** start READING PASSAGE **

A.V. Shvets (Moscow) ORCID ID: 0000-0002-1492-2511

MUSIC AS A NARRATIVE-FORMING DEVICE AND IRONIC MODE IN WALLACE STEVENS' "PETER QUINCE AT THE CLAVIER"

Abstract. In this article, the author analyzes Wallace Stevens' poem "Peter Quince at the Clavier." The focus of this paper is on the functional role of narrative in the poem and its poetics. To be more precise, the author offers both a formalistic and a pragmatic account of the plot in the poem (the latter is premised on the social effect the poem produces or is supposed to produce in a social space). The author draws on a formalist distinction "fibula - sjuzet" put forward by theorists like B. Eikhenbaum, V. Shk-lovksy, L. Vygotsky. The author also sketches a the project of a deconstructive revision of formalist conception based on the approach suggested by the American theorist, Peter Brooks. Brooks' approach, heavily steeped in postmodernist ethos, sees sjuzet and fabula not as static constructs but, on the contrary, conceives of each of them as a dynamic impetus in the "field" of the text, as a driving force shaping the readerly "desire." Instead of binary model "fabula-sjuzet," the author chooses to triangulate three terms: plot - fibula - sjuzet. This tripartite model suggests the following: plot, as a dynamic configuration of readerly experience, arises from the workings of fabula on sjuzet. The author demonstrates how in this poem 1) plot figures as a dynamic model of structuring the poetic utterance, 2) plot is constituted by the means, specific to poetry (tropes, sonic devices), 3) plot helps bring about a pragmatic intention of the poem: staging a communicative failure, defamiliarizing a common communication script.

Key words: American poetry; Wallace Stevens; narrative in poetry; performative poetry.

А.В. Швец (Москва) ORCID ID: 0000-0002-1492-2511

Музыка как нарративообразующий троп и ироническая установка в поэме Уоллеса Стивенса «Питер Пигва за клавикордами»

** end READING PASSAGE **
** start DATA SHOWN **

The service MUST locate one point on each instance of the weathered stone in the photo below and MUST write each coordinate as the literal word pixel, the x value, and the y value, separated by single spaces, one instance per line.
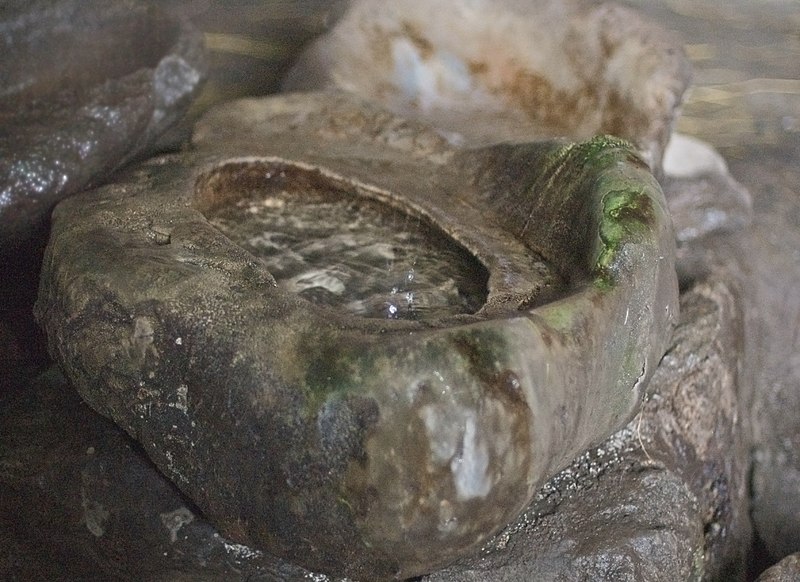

** end DATA SHOWN **

▶ _PROBLEMS_
**1)** Answer these questions using the abstract on Wallace Stevens' "Peter Quince at the Clavier."
(a) What two kinds of account of the plot does the author offer?
(b) Which American theorist's approach underlies the proposed deconstructive revision of the formalist conception?
(c) What pragmatic intention does the plot help bring about in the poem?
**2)** Write the next part of the article on Wallace Stevens' "Peter Quince at the Clavier," starting after its final line.

▶ _TASK RESPONSES_
**1)**
(a) A formalistic account and a pragmatic account.
(b) Peter Brooks.
(c) Staging a communicative failure, defamiliarizing a common communication script.

**2)**
Аннотация. В статье рассматривается поэма Уоллеса Стивенса «Питер Пигва за клавикордами». Упор делается на функциональную роль сюжета в поэме и его поэтику. Иными словами, речь идет как о формалистическом, так и о прагматическом описании сюжета (с точки зрения производимого им и/или имплицируемого эффекта в социальном пространстве). Автор опирается на формалистское разграничение «фабула-сюжет», рассматриваемое такими теоретиками, как Б. Эйхенбаум, В. Шкловский, Л. Выготский. При этом предлагается деконструктивист-ское прочтение-ревизия формалистской концепции, основанное на подходе американского теоретика П. Брукса. В рамках этого подхода, вобравшего интуиции постструктуралистских методологий, сюжет и фабула мыслятся не как статичные конструкты, а как динамические импульсы в поле произведения, движущие силы читательского «желания». Вместо двучленной модели «фабула-сюжет» автор вво-

дит терминологический треугольник «сюжетная схема - фабула - сюжет» (plot -sjuzet - fabula), в рамках которого происходит следующий процесс: сюжетная схема как динамическая конфигурация читательского переживания возникает в итоге преображения «фабулы» импульсом «сюжета». Автор статьи показывает, как в разбираемой поэме сюжет а) выступает как динамическая модель, посредством которой поэтическое высказывание обретает структуру, б) конституируется формальными средствами, присущими поэзии (тропы и звуковые эффекты), в) работает на специфическую прагматическую интенцию имплицитного автора: разыгрывание коммуникативной неудачи, остранение знакомого коммуникативного сценария.

Ключевые слова: американская поэзия; Уоллес Стивенс; нарратология в поэзии; перформативная поэзия.

Wallace Stevens' poem Peter Quince at the Clavier has attracted critical attention because of a notable disjunction between its constituent parts. Namely, this disjunction is manifested through the juxtaposition of the biblical story of Susanna and the Elders, Peter Quince's performance and the poet's illocu-tionary initiative, communicated indirectly [Leggett 1990; Nyquist 1985]. As H. Needler puts it, those can be defined as "discrepant elements" sponsoring a "transition that needs to be explained" (i.e. a shift from Peter Quince playing music to the story of Susanna and then back to the lyrical monologue) [Needler 1994, 50]. In Needler's phrasing, we can register an apparent "oddity" "arising from the juxtaposition, already noted, of seemingly unrelated references. The Shakespearean and biblical elements have no apparent a priori connection and, individually as well as in their presumed or imagined relations, they generate for the reader sharply discordant effects that call for explanation" [Needler 1994, 51].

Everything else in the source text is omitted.